**Short exercise:**
Output exactly the lines between the line that contains "of the european" and the last line of the material, counting both.

Entries from a point annotation set
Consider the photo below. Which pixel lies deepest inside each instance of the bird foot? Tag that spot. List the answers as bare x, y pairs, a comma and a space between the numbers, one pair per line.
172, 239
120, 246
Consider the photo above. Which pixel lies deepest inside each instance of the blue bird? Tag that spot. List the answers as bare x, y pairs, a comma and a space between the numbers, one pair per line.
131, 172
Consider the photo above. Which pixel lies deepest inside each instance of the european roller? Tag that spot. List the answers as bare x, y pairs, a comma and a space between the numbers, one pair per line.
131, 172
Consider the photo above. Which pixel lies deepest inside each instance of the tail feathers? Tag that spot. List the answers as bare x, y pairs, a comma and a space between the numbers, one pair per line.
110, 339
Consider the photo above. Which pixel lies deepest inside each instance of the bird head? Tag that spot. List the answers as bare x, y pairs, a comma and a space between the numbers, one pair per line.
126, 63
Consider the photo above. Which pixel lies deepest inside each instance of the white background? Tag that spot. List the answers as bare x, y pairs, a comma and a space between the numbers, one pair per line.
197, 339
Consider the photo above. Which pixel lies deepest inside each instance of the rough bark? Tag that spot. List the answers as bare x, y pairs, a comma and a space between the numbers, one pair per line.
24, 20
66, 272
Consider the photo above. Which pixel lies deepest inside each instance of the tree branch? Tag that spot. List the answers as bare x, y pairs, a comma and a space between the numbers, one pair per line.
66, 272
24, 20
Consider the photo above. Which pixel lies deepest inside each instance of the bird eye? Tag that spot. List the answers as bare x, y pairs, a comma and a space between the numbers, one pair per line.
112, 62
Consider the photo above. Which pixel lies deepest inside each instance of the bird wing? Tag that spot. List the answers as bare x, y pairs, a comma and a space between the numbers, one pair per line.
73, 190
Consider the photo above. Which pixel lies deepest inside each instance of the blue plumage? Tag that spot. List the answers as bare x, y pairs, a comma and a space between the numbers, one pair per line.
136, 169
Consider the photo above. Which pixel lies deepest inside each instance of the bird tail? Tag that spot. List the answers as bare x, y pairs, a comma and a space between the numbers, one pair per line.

**Expected output:**
Consider the photo above. Which pixel lies deepest inside each instance of the european roller? Tag that spot. List the answers as bare x, y pairs, a comma and a space between the numbers, one pair per line.
131, 172
Consider the photo above. Which pixel lies deepest inside each instance of the tail feathers? Tag that spot. List the answers as bare x, y pairs, a comma and a space between the numbers, one pair per line.
110, 339
Consider the photo above. Which pixel lies deepest inside each instance of the bird head? Tag that spot. List the answers as bare x, y pairs, a comma and a space between the numbers, one pair per line.
126, 63
Consider the photo above. Which pixel lies deepest inside each instance of the white background? Tag that spot. List the answers as bare x, y pairs, a comma and a space between the numbers, one pair per line.
197, 339
Consider the photo above. Which pixel lies deepest inside each instance of the rough bark? Tag that spot. List the answers as bare x, y pairs, a comma and a space between the numbers, one pair per line.
24, 20
66, 272
Consider the photo above. Which pixel lies deepest inside each instance of the tree branch? Tag that spot. List the answers as bare x, y pairs, a comma and a space between the numbers, one pair per line.
66, 272
24, 20
Consider the photo above. Which pixel lies deepest inside each instance of the bird eye? Tag that spot. List the answers as bare x, y pairs, a comma and a space between the numbers, one pair per line.
112, 62
Consider the photo above. Which pixel lies deepest inside each instance of the bird wing? Tag that spot. List the answers as bare x, y pairs, a comma and a space between the numbers, one pair per line.
73, 190
Consider the photo above. Which pixel lies deepest inside each instance of the blue plumage? Tag that spot. List the answers as bare x, y pairs, a comma and a space between the numbers, one pair per line.
136, 169
Consider the photo above. Which pixel lies deepest inside each instance of the bird tail? Tag that spot. List the answers as bare x, y pairs, a comma and a space between the numbers, one pair per line.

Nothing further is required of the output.